- _Source passage_
........

Why Every Bale Deserves a Feed Test
A green bale doesn’t mean a good bale. Color, smell, even how tight it’s tied, those things matter, but they don’t tell you what’s inside. If you’re feeding animals, or selling to folks who are, numbers are what count. That’s where a feed test comes in.
What a Feed Test Actually Does
A proper feed analysis breaks your hay down into hard facts:
Protein – building muscle and weight.
Fibres – what keeps the gut moving.
Non-structural carbs (NSC) – the sugars and starch that can make or break a diet.
Relative feed value – the overall score that tells you if the hay’s worth its weight.
For high-performance equine, protein and energy matter. For the easy keeper with metabolic concerns, low NSC is critical. And for the beef cow herd, you’re often chasing volume and protein. One bale doesn’t suit them all, and you can’t see the difference without testing.
How We Test (and How You Can Too)
We’ve been using the same coring tool for 20+ years, a Star Quality Sampler, bought when Warren first started chasing hay perfection. They’re still out there, still shipping worldwide, and still the best we’ve found.
Here’s our process:
Pull 30 cores from random bales across that day’s production.
Mix them in a clean pail.

........

(Dataset entries)
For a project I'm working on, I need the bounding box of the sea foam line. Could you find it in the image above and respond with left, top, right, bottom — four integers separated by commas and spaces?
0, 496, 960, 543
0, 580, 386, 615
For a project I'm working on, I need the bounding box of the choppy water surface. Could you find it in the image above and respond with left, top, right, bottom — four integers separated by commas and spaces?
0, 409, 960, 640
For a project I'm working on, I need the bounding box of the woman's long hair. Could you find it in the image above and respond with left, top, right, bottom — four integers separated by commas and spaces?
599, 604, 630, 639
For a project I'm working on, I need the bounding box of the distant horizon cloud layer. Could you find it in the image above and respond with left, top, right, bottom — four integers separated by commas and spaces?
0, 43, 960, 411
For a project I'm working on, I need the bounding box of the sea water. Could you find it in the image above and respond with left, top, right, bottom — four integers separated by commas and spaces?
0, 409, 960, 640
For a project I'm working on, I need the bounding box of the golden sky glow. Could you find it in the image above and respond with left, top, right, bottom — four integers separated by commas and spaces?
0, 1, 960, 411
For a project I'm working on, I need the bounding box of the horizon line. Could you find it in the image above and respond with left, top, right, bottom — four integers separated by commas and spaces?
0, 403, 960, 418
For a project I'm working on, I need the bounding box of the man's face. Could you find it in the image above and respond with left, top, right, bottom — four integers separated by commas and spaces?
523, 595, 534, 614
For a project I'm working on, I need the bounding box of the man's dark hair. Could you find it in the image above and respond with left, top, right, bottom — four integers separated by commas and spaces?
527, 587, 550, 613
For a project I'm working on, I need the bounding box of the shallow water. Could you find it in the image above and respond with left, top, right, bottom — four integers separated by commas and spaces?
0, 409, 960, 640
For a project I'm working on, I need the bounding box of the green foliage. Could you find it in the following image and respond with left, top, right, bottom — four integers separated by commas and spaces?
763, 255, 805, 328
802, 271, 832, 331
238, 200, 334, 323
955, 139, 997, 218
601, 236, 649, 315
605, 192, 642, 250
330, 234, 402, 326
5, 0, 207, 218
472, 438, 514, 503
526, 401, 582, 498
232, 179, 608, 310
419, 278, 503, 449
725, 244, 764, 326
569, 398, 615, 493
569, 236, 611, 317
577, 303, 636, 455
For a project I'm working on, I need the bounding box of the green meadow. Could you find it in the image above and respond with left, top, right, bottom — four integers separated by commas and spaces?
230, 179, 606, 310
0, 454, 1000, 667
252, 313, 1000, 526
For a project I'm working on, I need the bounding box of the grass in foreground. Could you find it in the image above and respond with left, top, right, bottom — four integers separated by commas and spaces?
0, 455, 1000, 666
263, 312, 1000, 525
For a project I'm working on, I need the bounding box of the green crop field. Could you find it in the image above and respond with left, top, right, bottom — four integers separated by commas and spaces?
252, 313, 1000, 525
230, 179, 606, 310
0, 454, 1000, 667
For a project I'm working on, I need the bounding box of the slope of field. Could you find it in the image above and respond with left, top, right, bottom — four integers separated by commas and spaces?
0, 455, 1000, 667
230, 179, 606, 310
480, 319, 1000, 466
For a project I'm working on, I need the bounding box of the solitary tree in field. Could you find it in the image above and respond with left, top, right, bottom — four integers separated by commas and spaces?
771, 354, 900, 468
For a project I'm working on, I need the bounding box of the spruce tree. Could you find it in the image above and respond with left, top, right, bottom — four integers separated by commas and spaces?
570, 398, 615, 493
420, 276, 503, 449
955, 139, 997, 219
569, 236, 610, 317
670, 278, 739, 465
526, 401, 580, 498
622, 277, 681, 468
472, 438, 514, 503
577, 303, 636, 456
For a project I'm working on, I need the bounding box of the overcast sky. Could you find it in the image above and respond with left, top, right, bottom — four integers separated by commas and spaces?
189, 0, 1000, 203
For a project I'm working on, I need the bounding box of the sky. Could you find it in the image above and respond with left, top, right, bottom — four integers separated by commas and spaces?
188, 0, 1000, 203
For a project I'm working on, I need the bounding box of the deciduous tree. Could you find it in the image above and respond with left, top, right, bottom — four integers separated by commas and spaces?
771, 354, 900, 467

........

- _Exercises_
(a) From the hay feed-test article, reproduce everything from "We’ve been using" down to "a clean pail.".
(b) In the hay feed-test article, what coring tool has been used for more than 20 years?

- _Responses per task_
(a)
We’ve been using the same coring tool for 20+ years, a Star Quality Sampler, bought when Warren first started chasing hay perfection. They’re still out there, still shipping worldwide, and still the best we’ve found.
Here’s our process:
Pull 30 cores from random bales across that day’s production.
Mix them in a clean pail.

(b) A Star Quality Sampler.